Copy the records below exactly as they appear.

→ Data provided
——————————
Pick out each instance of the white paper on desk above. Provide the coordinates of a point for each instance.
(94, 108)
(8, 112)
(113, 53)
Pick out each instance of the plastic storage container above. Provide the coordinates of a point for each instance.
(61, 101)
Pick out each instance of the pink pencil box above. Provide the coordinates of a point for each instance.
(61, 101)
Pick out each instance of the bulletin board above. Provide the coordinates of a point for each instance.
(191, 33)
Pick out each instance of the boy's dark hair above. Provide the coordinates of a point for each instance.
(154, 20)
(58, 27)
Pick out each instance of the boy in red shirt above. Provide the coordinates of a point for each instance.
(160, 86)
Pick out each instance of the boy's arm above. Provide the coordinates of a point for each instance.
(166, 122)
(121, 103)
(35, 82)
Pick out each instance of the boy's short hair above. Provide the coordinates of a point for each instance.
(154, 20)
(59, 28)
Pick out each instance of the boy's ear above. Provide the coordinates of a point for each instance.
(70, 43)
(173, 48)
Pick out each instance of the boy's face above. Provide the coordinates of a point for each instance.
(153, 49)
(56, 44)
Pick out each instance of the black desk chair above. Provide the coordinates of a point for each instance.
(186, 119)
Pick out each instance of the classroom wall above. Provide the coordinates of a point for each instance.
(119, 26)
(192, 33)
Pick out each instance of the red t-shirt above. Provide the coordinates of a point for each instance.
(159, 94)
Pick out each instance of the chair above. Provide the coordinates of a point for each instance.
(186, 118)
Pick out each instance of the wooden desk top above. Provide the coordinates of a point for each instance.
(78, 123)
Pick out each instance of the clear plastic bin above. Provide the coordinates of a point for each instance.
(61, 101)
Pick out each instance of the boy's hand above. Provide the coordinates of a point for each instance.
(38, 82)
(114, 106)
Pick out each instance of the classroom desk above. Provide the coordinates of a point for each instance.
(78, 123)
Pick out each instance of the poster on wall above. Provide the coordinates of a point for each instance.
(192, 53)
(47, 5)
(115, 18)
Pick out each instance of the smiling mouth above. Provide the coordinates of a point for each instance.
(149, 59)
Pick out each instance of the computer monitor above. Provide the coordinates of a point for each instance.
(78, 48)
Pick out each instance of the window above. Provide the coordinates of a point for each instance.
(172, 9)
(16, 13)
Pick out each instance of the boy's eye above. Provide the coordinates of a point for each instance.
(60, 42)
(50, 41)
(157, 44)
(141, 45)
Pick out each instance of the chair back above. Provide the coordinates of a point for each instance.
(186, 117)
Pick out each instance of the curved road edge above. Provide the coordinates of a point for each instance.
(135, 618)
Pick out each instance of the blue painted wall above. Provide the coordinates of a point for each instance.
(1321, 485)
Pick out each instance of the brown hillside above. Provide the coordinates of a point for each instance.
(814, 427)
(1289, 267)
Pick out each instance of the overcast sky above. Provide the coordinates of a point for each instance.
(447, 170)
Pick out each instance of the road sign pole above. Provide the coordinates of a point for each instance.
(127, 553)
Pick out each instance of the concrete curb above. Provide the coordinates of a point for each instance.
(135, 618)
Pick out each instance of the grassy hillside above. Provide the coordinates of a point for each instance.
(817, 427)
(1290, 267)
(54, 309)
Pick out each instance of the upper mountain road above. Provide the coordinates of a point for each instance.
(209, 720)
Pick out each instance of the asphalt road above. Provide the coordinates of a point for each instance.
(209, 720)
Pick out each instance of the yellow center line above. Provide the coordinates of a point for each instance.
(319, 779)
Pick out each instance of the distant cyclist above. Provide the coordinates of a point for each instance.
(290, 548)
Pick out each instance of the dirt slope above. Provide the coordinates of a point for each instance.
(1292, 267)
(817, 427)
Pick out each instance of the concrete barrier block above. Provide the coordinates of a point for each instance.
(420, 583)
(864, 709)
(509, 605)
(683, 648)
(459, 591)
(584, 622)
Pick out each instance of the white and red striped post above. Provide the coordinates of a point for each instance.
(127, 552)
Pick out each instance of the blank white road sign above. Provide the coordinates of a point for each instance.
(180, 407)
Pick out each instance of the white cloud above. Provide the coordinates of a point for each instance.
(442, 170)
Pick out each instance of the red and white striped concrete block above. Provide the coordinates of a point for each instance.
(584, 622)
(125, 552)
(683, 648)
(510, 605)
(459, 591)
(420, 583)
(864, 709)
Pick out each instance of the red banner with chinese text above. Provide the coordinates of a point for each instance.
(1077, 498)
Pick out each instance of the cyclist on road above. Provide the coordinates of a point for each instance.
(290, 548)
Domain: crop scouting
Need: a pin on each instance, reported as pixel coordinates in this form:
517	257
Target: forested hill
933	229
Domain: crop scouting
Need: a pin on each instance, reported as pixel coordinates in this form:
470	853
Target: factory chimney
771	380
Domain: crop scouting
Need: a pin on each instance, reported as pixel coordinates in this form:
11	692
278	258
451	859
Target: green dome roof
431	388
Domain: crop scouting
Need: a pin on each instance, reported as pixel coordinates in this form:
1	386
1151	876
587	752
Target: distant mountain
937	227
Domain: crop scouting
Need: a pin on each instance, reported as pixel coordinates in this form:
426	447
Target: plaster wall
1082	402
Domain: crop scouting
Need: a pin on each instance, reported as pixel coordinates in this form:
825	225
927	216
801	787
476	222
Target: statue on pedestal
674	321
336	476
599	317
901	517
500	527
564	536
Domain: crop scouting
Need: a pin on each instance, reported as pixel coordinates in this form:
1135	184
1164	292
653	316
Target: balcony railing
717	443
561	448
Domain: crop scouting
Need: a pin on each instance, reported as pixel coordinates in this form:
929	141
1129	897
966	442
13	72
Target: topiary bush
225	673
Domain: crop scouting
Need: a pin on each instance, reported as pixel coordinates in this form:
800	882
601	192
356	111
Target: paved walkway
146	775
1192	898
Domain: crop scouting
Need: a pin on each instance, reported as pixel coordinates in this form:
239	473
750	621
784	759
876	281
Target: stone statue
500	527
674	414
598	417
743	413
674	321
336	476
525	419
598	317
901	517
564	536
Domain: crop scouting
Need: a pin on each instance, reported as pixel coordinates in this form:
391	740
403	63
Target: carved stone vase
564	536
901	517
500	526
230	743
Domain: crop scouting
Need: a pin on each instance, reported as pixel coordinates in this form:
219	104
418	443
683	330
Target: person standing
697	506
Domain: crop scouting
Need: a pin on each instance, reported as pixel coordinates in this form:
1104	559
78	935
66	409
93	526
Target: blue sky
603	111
——————————
→ Answer to this task
Pick out each instance of the white paper on desk above. Provide the coordinates of a point for each instance.
(94, 108)
(8, 112)
(113, 53)
Pick out each instance of the plastic storage container above. Provide the coordinates of a point for each instance.
(61, 101)
Pick out each instance of the pink pencil box above. Provide the coordinates of a point for each instance.
(61, 101)
Pick out each instance of the bulletin board above. Provide the coordinates of a point for each instance.
(191, 33)
Pick out each instance of the boy's dark hair above. Provide the coordinates of a point for each instance.
(154, 20)
(58, 27)
Pick out each instance of the boy in red shirt above. Provide the coordinates of a point for each instance.
(160, 86)
Pick out each instance of the boy's arm above. Provide the coordinates of a point for each instance.
(166, 122)
(121, 103)
(35, 82)
Pick out each instance of the boy's short hair above. Provide the coordinates of a point for each instance.
(154, 20)
(59, 28)
Pick out each instance of the boy's ear above. Provide the coordinates of a point for each instance.
(70, 43)
(173, 48)
Pick out each instance of the boy's face above. Provide the coordinates of a point for each instance.
(153, 49)
(56, 44)
Pick out each instance of the black desk chair above. Provide the coordinates of a point for each instance.
(186, 119)
Pick out each instance of the classroom wall above. Provide the coordinates of a point for each instance.
(119, 26)
(192, 33)
Pick out each instance of the red t-shirt above. Provide the coordinates of a point for each instance.
(159, 94)
Pick out each instance of the chair above. Provide the coordinates of a point for each instance.
(186, 118)
Pick out each instance of the wooden desk top above. Provide the coordinates of a point for each instance.
(78, 123)
Pick out each instance of the clear plastic bin above. Provide the coordinates of a point for each instance.
(61, 101)
Pick out each instance of the boy's hand above. Provide the coordinates of a point for each instance.
(38, 82)
(114, 106)
Pick out each instance of the classroom desk above. Provide the coordinates of a point for each instance.
(78, 123)
Pick out each instance of the poster on wall above. Provide the coordinates of a point for each instance.
(192, 53)
(47, 5)
(115, 18)
Pick out each instance of the smiling mouth above. Provide the coordinates of a point for each instance.
(149, 59)
Pick out each instance of the computer monitor above. Provide the coordinates of a point for each instance.
(78, 48)
Pick out each instance of the window above. Provide the coordinates of a point for each instance.
(172, 9)
(16, 13)
Pick out each instance of the boy's eye above. Provide the coordinates of a point for each instance.
(60, 42)
(50, 41)
(157, 44)
(141, 45)
Pick out each instance of the chair back above. Provide the coordinates of a point for each instance.
(186, 117)
Pick out each instance of the curved road edge above. Provide the coordinates of a point for each instance.
(135, 618)
Pick out each instance of the blue painted wall above. Provide the coordinates of a point for each instance.
(1321, 485)
Pick out each instance of the brown hillside above. Provide the coordinates of a point for each instance.
(814, 427)
(1289, 267)
Pick out each instance of the overcast sky above. Provide the coordinates of a point for each instance.
(447, 170)
Pick out each instance of the road sign pole above. Provide the coordinates of a point for each instance.
(127, 553)
Pick out each instance of the concrete curb above. Provide the coordinates of a point for each instance.
(135, 618)
Pick out each instance of the grassy hillside above. Provide the coordinates of a point for each instance.
(817, 427)
(1290, 267)
(54, 309)
Pick out each instance of the upper mountain road above. Provide the coordinates of a point for each instance.
(209, 720)
Pick out each instance of the asphalt road above. Provide the coordinates of a point for each instance.
(209, 720)
Pick out each instance of the yellow center line above. Provide the coordinates of a point for each instance.
(319, 779)
Pick out each instance of the distant cyclist above. Provide the coordinates of a point for each instance.
(290, 548)
Pick out each instance of the dirt slope above. Provide the coordinates of a point for each instance.
(1292, 267)
(817, 427)
Pick out each instance of the concrete barrier block above. Provide the coordinates of a point for each instance.
(420, 583)
(864, 709)
(509, 605)
(683, 648)
(459, 591)
(584, 622)
Pick out each instance of the white and red striped post above. Provide the coordinates of a point for each instance.
(127, 552)
Pick out each instance of the blank white road sign above. Provide the coordinates of a point for each instance.
(180, 407)
Pick out each instance of the white cloud above. Provide the coordinates of a point for each instance.
(442, 170)
Pick out each instance of the red and white striped concrete block above. Provide the coordinates of a point for each instance.
(584, 622)
(125, 552)
(683, 648)
(510, 605)
(459, 591)
(420, 583)
(864, 709)
Pick out each instance of the red banner with chinese text above. Provide the coordinates of a point for each instance.
(1077, 498)
Pick out each instance of the cyclist on road above. Provide the coordinates of a point for each instance.
(290, 548)
Domain: crop scouting
Need: a pin on each instance, reported as pixel coordinates in this form:
517	257
Target: forested hill
933	229
Domain: crop scouting
Need: a pin on each instance, reported as pixel coordinates in this form:
470	853
Target: factory chimney
771	380
Domain: crop scouting
Need: a pin on each instance, reported as pixel coordinates in this form:
11	692
278	258
451	859
Target: green dome roof
431	388
Domain: crop scouting
Need: a pin on each instance, reported as pixel coordinates in this form:
1	386
1151	876
587	752
Target: distant mountain
937	227
Domain: crop scouting
Need: a pin on each instance, reported as pixel coordinates in this form:
426	447
Target: plaster wall
1082	402
Domain: crop scouting
Need: a pin on each instance, reported as pixel coordinates in this form:
825	225
927	216
801	787
476	222
Target: statue on pedestal
674	321
336	476
599	317
901	517
500	527
564	536
Domain: crop scouting
Need: a pin on each instance, reported as pixel coordinates in this form:
1135	184
1164	292
653	316
Target: balcony railing
717	443
561	448
Domain: crop scouting
Need: a pin on each instance, reported as pixel coordinates in this form:
929	141
1129	897
966	442
13	72
Target: topiary bush
225	673
Domain: crop scouting
Need: a pin on each instance, reported as pixel coordinates in this form:
800	882
601	192
356	111
Target: paved walkway
146	775
1192	898
Domain: crop scouting
Need: a pin on each instance, reported as pixel coordinates in this form:
239	473
750	621
784	759
876	281
Target: stone statue
500	527
674	414
598	417
743	413
674	321
336	476
525	419
598	317
901	517
564	536
Domain: crop scouting
Need: a pin on each instance, reported as pixel coordinates in this form:
391	740
403	63
Target: carved stone vase
564	536
901	517
500	526
230	743
Domain: crop scouting
Need: a pin on each instance, reported as pixel coordinates in this form:
219	104
418	443
683	330
Target: person standing
697	506
Domain: crop scouting
Need: a pin on each instance, reported as pixel coordinates in this form:
1104	559
78	935
66	409
93	526
Target: blue sky
603	111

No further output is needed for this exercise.